Exercise instructions - Using the records that follow, work out how many lines hold the string "suspension" and provide that number only.

##############################

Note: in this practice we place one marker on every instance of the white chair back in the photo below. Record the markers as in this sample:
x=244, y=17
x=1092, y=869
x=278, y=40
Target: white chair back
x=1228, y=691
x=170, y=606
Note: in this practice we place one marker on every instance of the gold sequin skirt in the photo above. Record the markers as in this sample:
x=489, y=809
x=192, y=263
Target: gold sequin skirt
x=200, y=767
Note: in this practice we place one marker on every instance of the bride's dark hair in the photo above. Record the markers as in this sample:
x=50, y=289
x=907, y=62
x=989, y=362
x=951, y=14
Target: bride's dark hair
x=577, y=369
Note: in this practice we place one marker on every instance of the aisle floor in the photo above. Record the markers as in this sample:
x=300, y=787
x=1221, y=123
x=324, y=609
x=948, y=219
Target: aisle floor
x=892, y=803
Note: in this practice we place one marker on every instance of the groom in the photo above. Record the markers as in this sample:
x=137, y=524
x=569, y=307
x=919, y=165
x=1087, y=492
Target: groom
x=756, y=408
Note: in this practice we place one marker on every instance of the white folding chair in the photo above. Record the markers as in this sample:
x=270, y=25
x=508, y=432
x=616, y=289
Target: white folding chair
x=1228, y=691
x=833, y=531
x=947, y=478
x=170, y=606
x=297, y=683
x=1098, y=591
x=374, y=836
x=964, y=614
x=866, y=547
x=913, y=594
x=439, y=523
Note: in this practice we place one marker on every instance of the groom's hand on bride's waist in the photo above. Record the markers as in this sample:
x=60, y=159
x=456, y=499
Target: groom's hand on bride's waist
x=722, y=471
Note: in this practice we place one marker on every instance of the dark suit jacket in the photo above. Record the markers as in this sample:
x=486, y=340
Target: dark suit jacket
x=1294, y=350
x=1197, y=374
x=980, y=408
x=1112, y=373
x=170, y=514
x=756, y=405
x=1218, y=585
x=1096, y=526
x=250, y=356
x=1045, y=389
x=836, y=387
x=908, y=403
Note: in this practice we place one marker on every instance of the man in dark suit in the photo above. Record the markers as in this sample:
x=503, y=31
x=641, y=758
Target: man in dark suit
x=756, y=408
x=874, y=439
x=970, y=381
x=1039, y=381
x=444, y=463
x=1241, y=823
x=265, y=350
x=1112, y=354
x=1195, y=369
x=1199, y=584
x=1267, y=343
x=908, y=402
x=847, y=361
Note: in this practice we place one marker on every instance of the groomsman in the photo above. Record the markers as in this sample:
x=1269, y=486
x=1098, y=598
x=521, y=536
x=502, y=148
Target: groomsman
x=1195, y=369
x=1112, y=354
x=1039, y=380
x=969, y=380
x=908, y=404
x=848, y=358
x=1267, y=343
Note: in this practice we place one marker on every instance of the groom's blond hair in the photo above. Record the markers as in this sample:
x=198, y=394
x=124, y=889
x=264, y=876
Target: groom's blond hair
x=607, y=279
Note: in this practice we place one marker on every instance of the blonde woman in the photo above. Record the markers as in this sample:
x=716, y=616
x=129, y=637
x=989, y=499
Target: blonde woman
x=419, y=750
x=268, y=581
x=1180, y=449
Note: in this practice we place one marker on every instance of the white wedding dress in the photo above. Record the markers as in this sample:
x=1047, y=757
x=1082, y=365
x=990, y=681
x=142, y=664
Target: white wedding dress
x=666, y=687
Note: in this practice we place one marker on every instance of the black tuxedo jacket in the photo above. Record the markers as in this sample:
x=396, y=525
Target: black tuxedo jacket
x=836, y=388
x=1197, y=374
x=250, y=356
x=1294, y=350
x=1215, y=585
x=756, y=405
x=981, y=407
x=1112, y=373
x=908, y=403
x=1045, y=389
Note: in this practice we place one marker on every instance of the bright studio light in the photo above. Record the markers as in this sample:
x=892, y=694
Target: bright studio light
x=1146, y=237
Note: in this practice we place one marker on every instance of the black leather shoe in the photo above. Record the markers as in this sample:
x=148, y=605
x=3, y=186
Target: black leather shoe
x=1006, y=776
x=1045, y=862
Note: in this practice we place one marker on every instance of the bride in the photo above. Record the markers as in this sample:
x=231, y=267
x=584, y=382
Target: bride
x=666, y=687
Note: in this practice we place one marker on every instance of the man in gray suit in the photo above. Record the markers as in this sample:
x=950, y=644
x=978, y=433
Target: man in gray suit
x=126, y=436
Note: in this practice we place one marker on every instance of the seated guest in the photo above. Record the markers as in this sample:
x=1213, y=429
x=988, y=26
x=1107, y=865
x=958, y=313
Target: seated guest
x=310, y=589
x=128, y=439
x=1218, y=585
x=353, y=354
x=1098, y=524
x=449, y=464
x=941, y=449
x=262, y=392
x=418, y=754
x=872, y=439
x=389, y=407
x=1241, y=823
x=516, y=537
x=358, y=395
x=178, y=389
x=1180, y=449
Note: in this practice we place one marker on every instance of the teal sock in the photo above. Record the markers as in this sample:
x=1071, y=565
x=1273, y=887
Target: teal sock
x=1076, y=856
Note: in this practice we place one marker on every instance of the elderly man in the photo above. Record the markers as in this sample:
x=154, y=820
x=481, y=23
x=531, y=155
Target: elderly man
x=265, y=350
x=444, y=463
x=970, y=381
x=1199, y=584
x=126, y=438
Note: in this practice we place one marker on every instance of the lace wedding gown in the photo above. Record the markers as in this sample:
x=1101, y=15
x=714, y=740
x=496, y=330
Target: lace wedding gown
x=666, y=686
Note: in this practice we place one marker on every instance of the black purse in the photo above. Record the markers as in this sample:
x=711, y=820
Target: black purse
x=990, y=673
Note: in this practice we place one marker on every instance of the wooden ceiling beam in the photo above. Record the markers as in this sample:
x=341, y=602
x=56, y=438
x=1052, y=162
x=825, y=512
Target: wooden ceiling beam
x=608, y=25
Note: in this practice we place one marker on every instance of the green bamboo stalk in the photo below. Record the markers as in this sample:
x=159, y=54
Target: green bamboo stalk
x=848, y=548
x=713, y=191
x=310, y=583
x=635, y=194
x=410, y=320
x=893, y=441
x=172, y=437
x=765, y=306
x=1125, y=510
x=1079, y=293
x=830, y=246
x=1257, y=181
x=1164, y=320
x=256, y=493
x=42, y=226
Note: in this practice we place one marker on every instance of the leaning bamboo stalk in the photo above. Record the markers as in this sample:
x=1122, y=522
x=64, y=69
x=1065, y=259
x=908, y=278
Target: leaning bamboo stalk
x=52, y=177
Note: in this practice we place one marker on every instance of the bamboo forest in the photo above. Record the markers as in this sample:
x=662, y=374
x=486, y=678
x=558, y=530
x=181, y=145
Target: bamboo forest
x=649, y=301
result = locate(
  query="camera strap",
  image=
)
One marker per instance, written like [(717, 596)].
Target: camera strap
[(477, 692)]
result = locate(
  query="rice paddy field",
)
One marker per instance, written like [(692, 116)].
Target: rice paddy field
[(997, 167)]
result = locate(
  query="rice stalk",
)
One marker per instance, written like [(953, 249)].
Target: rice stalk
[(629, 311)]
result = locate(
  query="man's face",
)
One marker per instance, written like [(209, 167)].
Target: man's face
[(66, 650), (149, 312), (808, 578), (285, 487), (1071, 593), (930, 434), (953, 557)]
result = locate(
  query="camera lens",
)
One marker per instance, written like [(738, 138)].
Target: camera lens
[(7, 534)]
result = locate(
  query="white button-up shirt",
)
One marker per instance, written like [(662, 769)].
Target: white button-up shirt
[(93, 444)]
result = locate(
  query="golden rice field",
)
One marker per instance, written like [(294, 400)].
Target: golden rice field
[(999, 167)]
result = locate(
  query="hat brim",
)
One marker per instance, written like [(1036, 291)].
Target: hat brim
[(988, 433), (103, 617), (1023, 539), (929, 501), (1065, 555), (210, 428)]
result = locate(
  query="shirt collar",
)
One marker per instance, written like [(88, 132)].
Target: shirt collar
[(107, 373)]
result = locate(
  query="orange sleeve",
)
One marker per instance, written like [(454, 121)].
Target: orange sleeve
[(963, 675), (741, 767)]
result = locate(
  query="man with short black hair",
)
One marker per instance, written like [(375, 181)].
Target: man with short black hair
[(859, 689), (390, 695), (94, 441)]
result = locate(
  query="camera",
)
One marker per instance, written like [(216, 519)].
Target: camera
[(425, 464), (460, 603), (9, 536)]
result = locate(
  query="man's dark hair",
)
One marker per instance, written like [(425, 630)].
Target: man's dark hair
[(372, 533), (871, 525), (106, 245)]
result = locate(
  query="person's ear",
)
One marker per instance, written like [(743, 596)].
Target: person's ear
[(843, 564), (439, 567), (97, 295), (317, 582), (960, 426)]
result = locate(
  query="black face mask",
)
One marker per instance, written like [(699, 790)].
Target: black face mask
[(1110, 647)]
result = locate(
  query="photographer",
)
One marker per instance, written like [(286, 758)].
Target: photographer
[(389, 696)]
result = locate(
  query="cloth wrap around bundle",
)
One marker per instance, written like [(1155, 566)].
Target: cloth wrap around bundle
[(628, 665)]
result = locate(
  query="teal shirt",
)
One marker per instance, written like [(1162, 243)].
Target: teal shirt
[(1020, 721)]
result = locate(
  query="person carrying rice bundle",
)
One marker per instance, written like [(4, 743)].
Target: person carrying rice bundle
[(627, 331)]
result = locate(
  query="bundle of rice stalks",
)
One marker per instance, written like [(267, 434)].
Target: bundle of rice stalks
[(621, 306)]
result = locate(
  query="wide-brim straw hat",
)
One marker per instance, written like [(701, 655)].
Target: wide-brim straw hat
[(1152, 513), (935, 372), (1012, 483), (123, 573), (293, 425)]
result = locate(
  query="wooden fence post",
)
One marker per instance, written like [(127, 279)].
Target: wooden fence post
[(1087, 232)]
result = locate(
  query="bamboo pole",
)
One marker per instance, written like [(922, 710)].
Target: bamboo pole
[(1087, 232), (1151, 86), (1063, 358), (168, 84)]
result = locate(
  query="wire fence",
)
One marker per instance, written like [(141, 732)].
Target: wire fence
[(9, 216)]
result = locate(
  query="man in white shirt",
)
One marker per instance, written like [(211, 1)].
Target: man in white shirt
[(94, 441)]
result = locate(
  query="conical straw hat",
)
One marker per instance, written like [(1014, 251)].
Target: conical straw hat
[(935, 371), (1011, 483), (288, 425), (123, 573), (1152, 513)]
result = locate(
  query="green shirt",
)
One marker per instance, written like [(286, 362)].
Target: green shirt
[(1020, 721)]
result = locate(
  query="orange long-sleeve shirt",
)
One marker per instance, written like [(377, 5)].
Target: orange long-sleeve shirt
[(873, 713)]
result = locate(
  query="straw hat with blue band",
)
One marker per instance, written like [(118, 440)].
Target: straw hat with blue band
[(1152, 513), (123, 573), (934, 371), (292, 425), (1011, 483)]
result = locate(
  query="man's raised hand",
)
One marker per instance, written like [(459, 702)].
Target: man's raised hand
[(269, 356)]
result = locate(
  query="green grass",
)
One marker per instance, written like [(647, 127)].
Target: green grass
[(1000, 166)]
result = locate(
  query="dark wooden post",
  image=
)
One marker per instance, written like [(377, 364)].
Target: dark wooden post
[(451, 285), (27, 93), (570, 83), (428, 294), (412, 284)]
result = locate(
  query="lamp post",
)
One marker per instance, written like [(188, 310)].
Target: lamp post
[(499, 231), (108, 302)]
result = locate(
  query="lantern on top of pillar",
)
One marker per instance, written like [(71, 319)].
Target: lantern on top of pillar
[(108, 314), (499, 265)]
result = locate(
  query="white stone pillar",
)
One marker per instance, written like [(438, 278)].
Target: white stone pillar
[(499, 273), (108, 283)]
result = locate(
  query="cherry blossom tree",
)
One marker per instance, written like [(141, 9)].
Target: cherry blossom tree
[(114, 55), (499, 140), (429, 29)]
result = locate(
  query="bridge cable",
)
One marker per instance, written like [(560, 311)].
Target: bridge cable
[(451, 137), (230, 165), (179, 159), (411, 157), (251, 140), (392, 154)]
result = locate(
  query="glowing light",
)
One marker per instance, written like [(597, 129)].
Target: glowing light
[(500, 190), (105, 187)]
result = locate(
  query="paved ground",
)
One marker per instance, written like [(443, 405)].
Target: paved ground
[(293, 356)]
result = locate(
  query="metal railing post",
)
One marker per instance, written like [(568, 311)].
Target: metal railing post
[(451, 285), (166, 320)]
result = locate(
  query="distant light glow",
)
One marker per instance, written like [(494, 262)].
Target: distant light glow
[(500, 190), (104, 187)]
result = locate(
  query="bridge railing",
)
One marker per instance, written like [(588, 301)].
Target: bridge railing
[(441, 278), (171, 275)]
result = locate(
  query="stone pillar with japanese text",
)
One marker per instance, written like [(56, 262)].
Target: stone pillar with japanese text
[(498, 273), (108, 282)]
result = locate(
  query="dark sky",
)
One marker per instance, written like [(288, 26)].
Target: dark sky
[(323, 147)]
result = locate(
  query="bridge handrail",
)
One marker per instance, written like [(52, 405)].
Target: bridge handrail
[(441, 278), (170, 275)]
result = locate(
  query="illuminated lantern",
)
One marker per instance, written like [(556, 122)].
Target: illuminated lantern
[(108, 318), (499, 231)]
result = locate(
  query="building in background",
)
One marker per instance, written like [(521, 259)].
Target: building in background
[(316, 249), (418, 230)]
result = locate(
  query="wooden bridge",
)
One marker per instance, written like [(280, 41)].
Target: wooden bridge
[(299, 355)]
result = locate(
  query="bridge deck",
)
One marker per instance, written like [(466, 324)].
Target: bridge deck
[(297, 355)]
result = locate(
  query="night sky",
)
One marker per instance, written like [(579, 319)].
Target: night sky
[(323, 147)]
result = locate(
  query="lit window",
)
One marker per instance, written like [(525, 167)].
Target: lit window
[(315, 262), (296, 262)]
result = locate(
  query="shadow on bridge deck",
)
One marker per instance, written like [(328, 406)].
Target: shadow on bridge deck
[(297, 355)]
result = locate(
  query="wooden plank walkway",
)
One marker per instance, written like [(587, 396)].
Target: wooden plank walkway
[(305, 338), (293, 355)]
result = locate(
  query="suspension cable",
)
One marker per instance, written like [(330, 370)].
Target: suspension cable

##############################

Answer below - 2